- TASK INSTRUCTIONS
Print the data exactly as it appears, keeping every word.

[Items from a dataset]
-=-=-

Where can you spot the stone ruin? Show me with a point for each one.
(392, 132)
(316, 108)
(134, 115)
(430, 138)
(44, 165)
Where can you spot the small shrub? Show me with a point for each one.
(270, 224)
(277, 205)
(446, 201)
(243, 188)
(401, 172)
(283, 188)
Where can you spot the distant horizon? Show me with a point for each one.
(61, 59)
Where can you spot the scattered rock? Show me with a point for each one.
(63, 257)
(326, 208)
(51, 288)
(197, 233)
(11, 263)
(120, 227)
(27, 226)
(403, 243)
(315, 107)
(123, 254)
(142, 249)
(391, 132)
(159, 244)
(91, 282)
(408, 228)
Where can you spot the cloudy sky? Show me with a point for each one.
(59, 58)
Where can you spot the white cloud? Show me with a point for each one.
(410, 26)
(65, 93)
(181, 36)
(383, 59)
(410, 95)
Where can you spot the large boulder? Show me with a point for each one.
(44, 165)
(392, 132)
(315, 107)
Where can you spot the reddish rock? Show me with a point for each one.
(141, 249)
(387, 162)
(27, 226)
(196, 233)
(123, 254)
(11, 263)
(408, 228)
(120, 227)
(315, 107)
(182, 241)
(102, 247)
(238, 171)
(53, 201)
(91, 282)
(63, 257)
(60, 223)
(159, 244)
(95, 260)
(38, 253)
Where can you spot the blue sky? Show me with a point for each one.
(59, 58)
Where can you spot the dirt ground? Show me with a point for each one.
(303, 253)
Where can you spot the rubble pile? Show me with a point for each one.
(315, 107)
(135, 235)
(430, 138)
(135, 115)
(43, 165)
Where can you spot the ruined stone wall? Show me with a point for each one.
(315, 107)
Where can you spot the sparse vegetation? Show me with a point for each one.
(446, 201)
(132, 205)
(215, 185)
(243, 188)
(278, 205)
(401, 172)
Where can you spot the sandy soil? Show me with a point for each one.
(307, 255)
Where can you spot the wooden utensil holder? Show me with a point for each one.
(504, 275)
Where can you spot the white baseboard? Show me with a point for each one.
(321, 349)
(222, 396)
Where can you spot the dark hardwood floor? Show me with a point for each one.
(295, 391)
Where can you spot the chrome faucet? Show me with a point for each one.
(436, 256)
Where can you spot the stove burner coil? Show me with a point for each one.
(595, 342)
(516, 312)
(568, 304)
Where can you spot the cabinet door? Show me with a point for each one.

-=-=-

- RESPONSE
Where can you spot the stone ruin? Show me with a point for each one.
(392, 132)
(316, 108)
(134, 115)
(430, 138)
(44, 165)
Where can you spot the small shrub? Show me with a point for each one.
(270, 224)
(277, 205)
(446, 201)
(243, 188)
(401, 172)
(283, 188)
Where can you spot the distant horizon? Show me with a point for each one.
(61, 59)
Where can you spot the scattered rock? Show me with a point for each one.
(63, 257)
(326, 208)
(51, 288)
(197, 233)
(11, 263)
(120, 227)
(27, 226)
(403, 243)
(315, 107)
(123, 254)
(142, 249)
(391, 132)
(159, 244)
(91, 282)
(408, 228)
Where can you spot the cloudy sky? Show me with a point for each one.
(59, 58)
Where can you spot the white cloud? Show me with a point for each one.
(410, 26)
(65, 93)
(181, 36)
(383, 59)
(410, 95)
Where can you spot the large boulder? Show me with a point for each one.
(44, 165)
(392, 132)
(315, 107)
Where can you spot the reddish rock? Show me with a point for each one.
(141, 249)
(387, 162)
(27, 226)
(196, 233)
(123, 254)
(11, 263)
(408, 228)
(120, 227)
(315, 107)
(182, 241)
(102, 247)
(238, 171)
(53, 201)
(91, 282)
(63, 257)
(60, 223)
(159, 244)
(95, 260)
(38, 253)
Where can you spot the blue sky? Show me with a point for each one.
(59, 58)
Where can you spot the dirt ground? Show me with a point for each one.
(303, 253)
Where can you spot the rubble pile? Show me with a point for each one.
(315, 107)
(135, 235)
(430, 138)
(135, 115)
(43, 165)
Where can you spot the ruined stone wall? Show me with a point for each one.
(315, 107)
Where can you spot the sparse vegetation? Show me with a point for each one.
(446, 201)
(132, 205)
(215, 185)
(243, 188)
(278, 205)
(401, 172)
Where can you spot the sandy soil? Show me with a point for each one.
(307, 255)
Where can you spot the wooden utensil holder? Show me with a point for each one.
(504, 275)
Where can you spot the white baseboard? Show me with a point for each one.
(321, 349)
(222, 396)
Where can you spot the dark hardwood floor? Show me with a point for each one.
(295, 391)
Where can you spot the chrome faucet? Show me with a point for each one.
(436, 256)
Where can you spot the stove burner coil? Show me with a point for each one.
(595, 342)
(516, 312)
(568, 304)
Where can you spot the cabinet door? Show me with a point for each one.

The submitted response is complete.